## Задания:
A: Выпишите без изменений фрагмент текста о первородном грехе, начиная со слов «Для нас Первородный» и заканчивая словами «1961, с. 284-5).».
B: Перечислите все черты падшей человеческой природы, которые названы в цитате из К. Адама в тексте о первородном грехе.
C: Допишите текст о первородном грехе, продолжив его после последнего предложения.

Здесь мы подходим к тому недоумению, которое вызывало буквалистское
толкование. Если грех был совершен предками, почему он перешел на потомков?
Быть может, на это возразят, что греховность приобретается каждым в течение
жизни. Но "безгрешные младенцы" - это вымысел. Хотя они и не грешат
сознательно, но в них явно уже присутствует иррациональная склонность ко
злу. Об этом свидетельствует жизнь, об этом свидетельствует наука,
психоаналитические исследования, и, наконец, об этом свидетельствует
Церковь, совершая крещение над младенцами. Крещение младенцев есть указание
на то, что души новорожденных не творятся заново, но исходят из
общечеловеческой души, сотворенной единожды и несущей после Грехопадения
печать духовного извращения. И дело тут не в биологической наследственности,
а в том, что ложное направление принял весь "Адам", вся соборная душа
человечества.
Для нас Первородный Грех, по выражению Булгакова, уже не "событие, но
состояние", однако состояние это порождено мистическим событием. Здесь нет
речи о внешней каре за грех одного предка, но обнаруживается следствие
надлома и поврежденности всего духовного организма Человечества. "Тайный
антибожественный инстинкт присущ этой падшей человеческой природе, затаенное
влечение к самообожению, скрытое бунтарство раба, который ощущает Бога как
ярмо и Ему противится... И всюду, где люди сознательно поклоняются этой
своей искаженной природе и отдаются своим извращенным стремлениям, природная
вина становится личной" (К. Адам. Иисус Христос. Брюссель, 1961, с. 284-5).

## Учебный материал:
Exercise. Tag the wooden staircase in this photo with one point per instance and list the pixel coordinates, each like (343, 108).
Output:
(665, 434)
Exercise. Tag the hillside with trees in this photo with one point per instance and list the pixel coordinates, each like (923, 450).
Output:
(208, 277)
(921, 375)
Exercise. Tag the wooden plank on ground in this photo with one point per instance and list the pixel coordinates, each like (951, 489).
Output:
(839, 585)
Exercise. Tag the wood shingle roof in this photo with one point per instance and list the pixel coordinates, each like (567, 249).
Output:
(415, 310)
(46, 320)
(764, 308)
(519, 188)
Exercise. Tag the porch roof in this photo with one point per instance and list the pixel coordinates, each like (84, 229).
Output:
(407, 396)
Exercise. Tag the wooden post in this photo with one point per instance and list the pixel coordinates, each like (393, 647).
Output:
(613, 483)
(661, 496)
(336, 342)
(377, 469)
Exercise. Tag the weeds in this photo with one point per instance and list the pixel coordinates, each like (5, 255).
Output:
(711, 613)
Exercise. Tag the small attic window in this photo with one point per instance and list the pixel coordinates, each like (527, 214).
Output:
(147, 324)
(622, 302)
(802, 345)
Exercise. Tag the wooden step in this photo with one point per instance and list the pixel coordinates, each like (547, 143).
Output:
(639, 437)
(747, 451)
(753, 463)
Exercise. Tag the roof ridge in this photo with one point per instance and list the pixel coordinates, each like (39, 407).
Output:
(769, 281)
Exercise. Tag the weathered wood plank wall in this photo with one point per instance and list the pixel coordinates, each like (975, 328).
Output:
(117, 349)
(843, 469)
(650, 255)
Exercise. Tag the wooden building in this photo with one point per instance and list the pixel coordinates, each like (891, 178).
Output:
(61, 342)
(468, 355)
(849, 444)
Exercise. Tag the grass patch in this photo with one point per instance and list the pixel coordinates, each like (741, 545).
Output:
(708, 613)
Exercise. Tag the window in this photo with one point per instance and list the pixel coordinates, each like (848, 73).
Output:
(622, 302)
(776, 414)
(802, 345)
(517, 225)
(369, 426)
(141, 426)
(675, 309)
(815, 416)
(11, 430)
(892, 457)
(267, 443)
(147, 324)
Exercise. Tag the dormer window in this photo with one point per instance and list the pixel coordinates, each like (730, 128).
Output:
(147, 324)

## Ответы:
A:
Для нас Первородный Грех, по выражению Булгакова, уже не "событие, но
состояние", однако состояние это порождено мистическим событием. Здесь нет
речи о внешней каре за грех одного предка, но обнаруживается следствие
надлома и поврежденности всего духовного организма Человечества. "Тайный
антибожественный инстинкт присущ этой падшей человеческой природе, затаенное
влечение к самообожению, скрытое бунтарство раба, который ощущает Бога как
ярмо и Ему противится... И всюду, где люди сознательно поклоняются этой
своей искаженной природе и отдаются своим извращенным стремлениям, природная
вина становится личной" (К. Адам. Иисус Христос. Брюссель, 1961, с. 284-5).

B:
— тайный антибожественный инстинкт
— затаенное влечение к самообожению
— скрытое бунтарство раба, который ощущает Бога как ярмо и Ему противится

C:
Антропологи и психоаналитики назовут это наследием того, что человек,
обретший самосознание, не сумел найти гармоничную "соотнесенность" между
собой и миром, а Библия, проникая глубже, говорит о том, что, прежде всего
человек утратил гармоничную "соотнесенность" между собой и Богом.
Но смерть духовная не возобладала окончательно. Язычество со всеми
своими заблуждениями и магической направленностью воли не смогло вытравить в
человеке жажду Бога. Это показывает, что основа "Адамовой природы" не была
полностью разрушена грехом.
Человек стал ареной постоянной и ожесточенной борьбы тьмы и света. x x x Кроме смерти духовной следствием грехопадения явилась смерть телесная.
Однако дело нельзя понимать так, будто до Падения человек был бессмертным
существом. Плоть его - "прах земной" - принадлежала миру тленному. Библия
говорит, что бессмертие человека поддерживалось Древом Жизни, а когда он
лишился доступа к нему, он стал смертей (Быт 3,22). Следовательно, Ягвист
мыслил бессмертие лишь как потенциальную способность человека (см.: Д.
Введенский. Учение Ветхого Завета о грехе, с. 182). Иными словами,
первозданная чистота и живое богообщение делало дух человека настолько
сильным, что он мог бы преодолеть тленность, если бы не утратил рая. "Если
Бог есть жизнь, то что такое грех, как не отпадение от жизни?" (Е.
Трубецкой). На этой связи греха и смерти особенно недвусмысленно настаивает
ап. Павел.
Итак, суммируем сказанное: если человек в единении с Богом мог бы
победить смерть, то, избрав ложный путь, он отпал от Источника бытия, т. е.
был "изгнан из рая".
Потенциальное бессмертие человека было не случайным его свойством, а
имело космическое предназначение в грядущем. Духовное восхождение человека
должно было постепенно увлечь весь природный мир к полноте бытия и к вечной
гармонии. Об этом апостол Павел говорит в таких знаменательных словах: Вся тварь совокупно стенает и мучается доныне...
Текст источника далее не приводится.